Problem description: Rewrite the records as a Markdown table, starting at the first line of the records and ending at the line containing "237 154 L 235". Use the columns Row and Text, number each line, and skip blank lines.

Outline annotation records
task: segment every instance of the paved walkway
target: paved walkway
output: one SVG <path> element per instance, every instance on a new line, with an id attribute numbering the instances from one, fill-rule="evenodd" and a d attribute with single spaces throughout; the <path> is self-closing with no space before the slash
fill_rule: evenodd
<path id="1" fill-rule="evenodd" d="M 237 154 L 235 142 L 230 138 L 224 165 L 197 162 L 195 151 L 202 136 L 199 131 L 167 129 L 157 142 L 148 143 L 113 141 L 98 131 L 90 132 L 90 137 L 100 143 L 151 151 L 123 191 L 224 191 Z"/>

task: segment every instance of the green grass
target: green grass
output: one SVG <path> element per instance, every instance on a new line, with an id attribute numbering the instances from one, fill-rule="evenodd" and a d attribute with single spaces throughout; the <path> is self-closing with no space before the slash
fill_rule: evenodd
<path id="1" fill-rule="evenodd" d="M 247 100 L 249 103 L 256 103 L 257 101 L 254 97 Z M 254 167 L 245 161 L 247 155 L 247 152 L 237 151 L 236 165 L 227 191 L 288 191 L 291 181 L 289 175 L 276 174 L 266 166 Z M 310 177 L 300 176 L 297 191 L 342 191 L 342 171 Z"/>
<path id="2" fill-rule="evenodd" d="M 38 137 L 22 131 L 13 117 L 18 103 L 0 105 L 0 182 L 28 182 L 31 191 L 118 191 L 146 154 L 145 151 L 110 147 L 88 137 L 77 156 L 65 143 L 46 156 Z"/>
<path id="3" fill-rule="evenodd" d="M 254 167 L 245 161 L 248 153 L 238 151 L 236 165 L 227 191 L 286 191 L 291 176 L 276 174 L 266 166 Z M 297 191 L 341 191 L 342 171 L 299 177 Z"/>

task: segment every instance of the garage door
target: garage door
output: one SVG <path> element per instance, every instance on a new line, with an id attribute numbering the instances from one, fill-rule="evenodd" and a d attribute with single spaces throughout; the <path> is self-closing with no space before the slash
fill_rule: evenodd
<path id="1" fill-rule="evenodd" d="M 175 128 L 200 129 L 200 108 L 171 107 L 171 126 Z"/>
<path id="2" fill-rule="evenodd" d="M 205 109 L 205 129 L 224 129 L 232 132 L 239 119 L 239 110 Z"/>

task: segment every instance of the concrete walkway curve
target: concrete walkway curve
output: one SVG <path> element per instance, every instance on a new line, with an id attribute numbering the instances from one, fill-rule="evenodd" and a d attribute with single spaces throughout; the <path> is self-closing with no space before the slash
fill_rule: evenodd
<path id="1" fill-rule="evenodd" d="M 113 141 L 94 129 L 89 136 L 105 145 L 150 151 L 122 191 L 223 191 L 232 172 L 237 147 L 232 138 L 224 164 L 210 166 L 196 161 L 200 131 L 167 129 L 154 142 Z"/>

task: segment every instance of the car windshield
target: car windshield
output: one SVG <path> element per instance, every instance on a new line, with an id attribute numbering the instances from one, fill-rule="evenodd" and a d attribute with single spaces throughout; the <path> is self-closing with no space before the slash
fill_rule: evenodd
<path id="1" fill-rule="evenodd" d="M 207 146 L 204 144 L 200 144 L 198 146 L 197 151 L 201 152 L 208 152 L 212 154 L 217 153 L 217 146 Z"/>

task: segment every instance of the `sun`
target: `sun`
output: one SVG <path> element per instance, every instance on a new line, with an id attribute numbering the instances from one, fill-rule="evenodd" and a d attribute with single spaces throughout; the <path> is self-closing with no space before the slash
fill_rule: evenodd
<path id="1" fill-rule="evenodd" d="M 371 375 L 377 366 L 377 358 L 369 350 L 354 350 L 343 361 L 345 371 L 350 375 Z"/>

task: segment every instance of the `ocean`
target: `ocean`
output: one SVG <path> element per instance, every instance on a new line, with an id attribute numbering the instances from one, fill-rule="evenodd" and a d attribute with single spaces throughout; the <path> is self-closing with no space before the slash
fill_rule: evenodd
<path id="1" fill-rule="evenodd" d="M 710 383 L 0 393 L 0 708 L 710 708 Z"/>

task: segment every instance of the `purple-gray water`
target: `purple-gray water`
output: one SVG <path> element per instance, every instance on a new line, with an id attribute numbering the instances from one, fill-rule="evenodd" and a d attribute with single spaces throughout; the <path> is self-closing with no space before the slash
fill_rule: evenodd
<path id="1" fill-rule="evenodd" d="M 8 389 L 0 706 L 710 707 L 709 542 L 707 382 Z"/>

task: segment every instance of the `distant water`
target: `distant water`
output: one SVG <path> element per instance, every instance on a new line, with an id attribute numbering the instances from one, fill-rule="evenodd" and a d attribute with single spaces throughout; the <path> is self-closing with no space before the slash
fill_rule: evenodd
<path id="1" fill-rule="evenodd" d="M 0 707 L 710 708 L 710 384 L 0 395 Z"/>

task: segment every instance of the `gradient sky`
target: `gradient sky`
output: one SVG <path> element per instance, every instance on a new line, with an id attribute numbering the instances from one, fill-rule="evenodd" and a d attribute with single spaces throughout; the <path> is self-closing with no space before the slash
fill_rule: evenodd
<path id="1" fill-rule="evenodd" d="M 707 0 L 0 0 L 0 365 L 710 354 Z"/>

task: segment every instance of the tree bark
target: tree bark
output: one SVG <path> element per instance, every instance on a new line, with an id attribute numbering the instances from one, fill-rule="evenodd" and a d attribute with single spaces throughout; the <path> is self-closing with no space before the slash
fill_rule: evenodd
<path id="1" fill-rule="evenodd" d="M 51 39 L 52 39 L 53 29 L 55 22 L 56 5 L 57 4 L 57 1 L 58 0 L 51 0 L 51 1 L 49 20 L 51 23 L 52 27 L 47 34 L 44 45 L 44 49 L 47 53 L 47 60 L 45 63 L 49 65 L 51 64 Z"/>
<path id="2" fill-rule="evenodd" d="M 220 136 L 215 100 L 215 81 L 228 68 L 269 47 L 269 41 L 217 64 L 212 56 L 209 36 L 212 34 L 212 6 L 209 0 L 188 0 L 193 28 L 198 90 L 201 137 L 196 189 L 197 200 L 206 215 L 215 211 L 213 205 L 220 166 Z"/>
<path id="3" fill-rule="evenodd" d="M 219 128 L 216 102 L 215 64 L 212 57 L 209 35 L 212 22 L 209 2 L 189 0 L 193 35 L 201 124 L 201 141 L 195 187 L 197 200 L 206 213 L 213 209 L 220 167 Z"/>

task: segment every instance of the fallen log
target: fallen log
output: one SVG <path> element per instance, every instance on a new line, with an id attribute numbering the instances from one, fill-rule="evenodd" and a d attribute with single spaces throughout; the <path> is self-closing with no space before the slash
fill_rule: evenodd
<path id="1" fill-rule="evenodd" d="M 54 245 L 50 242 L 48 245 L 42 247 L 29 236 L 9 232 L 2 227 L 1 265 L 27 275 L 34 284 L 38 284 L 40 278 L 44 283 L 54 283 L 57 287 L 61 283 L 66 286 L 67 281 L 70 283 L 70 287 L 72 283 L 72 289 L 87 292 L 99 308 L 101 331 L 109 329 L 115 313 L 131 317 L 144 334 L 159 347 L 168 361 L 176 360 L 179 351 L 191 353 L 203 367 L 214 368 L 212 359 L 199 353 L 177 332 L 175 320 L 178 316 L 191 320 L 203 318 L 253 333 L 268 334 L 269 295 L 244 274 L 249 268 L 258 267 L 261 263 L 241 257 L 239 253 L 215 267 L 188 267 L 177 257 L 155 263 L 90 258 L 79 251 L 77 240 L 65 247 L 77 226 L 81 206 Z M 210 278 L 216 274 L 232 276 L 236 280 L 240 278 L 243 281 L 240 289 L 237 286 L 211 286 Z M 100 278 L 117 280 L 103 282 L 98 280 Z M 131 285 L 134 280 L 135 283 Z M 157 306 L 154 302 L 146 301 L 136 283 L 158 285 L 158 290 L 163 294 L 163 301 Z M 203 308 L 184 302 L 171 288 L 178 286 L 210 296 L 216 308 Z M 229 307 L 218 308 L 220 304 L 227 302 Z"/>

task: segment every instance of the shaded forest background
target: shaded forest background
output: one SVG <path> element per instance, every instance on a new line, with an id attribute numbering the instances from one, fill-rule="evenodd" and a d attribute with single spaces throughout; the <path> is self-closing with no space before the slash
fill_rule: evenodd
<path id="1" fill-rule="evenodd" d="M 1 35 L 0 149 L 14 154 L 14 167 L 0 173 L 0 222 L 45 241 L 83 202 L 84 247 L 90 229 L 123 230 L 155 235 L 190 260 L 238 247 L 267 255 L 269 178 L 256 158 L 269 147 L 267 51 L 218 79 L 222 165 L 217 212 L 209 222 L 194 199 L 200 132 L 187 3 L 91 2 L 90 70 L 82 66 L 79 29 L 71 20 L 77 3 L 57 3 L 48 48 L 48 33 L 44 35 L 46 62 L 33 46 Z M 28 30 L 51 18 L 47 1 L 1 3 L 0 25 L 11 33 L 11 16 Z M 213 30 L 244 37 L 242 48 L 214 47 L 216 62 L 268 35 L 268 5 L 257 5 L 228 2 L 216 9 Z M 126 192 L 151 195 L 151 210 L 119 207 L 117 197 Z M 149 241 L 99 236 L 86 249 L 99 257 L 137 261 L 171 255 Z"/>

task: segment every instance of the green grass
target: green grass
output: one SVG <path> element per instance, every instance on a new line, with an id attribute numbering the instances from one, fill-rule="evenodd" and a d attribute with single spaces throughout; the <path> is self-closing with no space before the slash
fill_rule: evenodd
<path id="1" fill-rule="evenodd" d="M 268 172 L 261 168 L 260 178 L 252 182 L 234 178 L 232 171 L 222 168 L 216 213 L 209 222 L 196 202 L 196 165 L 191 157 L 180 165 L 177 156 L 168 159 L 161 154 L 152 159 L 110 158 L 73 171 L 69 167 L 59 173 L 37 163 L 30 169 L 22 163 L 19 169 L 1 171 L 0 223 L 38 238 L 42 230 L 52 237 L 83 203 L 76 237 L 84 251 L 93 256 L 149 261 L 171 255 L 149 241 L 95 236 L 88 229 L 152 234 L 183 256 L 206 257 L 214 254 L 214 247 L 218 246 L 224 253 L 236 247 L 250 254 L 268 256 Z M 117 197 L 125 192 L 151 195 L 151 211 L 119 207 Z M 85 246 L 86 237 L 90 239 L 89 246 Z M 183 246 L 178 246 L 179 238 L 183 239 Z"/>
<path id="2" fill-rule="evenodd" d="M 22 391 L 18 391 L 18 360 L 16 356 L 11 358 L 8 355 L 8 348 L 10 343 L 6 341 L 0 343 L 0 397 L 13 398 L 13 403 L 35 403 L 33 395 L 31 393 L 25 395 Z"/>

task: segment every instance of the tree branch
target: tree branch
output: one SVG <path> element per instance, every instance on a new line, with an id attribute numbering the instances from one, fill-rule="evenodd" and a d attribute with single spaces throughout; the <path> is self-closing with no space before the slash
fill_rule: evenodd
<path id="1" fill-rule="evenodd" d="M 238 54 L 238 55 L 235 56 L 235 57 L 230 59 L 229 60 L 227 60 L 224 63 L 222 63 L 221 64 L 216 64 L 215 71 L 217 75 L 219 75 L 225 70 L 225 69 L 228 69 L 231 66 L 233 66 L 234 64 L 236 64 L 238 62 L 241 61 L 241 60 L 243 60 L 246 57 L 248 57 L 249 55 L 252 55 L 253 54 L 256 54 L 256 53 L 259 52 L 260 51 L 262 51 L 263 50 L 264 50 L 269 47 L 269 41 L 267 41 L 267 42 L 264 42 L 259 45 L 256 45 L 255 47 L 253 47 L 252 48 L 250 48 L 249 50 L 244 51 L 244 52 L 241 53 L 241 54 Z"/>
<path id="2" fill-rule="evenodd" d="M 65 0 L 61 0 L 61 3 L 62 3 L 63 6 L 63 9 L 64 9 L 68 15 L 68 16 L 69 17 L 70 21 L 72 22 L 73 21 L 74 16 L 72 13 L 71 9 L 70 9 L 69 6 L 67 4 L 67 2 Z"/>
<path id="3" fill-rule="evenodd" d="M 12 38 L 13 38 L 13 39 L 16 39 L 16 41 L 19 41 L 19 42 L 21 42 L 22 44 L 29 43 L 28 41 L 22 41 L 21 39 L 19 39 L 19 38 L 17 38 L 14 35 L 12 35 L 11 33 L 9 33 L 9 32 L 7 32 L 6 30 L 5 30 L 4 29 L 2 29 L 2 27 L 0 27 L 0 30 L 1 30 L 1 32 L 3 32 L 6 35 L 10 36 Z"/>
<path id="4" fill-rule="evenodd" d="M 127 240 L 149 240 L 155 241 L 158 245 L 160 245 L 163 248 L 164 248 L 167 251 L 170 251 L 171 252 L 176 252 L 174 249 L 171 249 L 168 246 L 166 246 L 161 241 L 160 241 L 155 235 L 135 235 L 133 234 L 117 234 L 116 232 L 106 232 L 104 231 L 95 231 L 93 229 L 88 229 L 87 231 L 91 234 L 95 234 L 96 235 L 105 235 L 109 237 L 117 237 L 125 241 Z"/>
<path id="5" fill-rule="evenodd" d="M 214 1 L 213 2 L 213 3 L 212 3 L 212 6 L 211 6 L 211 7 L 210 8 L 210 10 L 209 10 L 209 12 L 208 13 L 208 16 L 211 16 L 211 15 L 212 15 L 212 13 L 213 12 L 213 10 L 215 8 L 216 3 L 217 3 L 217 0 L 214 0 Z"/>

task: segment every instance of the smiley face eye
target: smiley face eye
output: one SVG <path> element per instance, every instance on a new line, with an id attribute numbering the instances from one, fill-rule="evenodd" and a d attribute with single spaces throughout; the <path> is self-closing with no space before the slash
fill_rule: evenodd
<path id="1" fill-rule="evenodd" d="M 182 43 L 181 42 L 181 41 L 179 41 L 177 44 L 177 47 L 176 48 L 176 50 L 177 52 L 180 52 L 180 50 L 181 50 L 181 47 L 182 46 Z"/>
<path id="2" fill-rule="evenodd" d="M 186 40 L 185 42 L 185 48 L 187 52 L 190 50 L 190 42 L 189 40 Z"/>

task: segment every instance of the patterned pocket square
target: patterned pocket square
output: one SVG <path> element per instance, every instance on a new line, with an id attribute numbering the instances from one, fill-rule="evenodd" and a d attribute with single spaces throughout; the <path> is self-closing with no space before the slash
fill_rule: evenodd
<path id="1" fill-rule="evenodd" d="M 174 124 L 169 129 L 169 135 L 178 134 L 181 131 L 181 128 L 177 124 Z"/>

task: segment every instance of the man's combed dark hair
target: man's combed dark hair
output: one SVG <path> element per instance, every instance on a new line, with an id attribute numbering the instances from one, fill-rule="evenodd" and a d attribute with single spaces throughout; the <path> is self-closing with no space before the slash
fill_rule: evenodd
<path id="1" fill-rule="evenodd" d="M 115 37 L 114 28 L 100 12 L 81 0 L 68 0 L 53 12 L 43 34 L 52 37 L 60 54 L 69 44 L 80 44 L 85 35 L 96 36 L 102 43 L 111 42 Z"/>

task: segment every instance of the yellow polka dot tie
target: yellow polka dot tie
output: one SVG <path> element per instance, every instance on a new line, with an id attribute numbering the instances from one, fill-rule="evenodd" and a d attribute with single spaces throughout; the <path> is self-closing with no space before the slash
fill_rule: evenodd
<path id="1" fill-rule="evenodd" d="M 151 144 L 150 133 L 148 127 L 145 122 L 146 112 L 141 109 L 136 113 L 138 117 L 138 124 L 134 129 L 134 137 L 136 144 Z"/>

Written response:
| Row | Text |
|---|---|
| 1 | task: segment every instance of the paved walkway |
| 2 | target: paved walkway |
| 3 | output: one SVG <path> element per instance, every instance on a new line, with an id attribute numbering the instances from one, fill-rule="evenodd" and a d attribute with single spaces throughout; the <path> is self-closing with no space before the slash |
| 4 | fill_rule: evenodd |
| 5 | <path id="1" fill-rule="evenodd" d="M 237 154 L 235 142 L 230 138 L 224 165 L 197 162 L 195 151 L 202 136 L 199 131 L 167 129 L 157 142 L 148 143 L 113 141 L 98 131 L 90 132 L 90 137 L 100 143 L 151 151 L 123 191 L 224 191 Z"/> |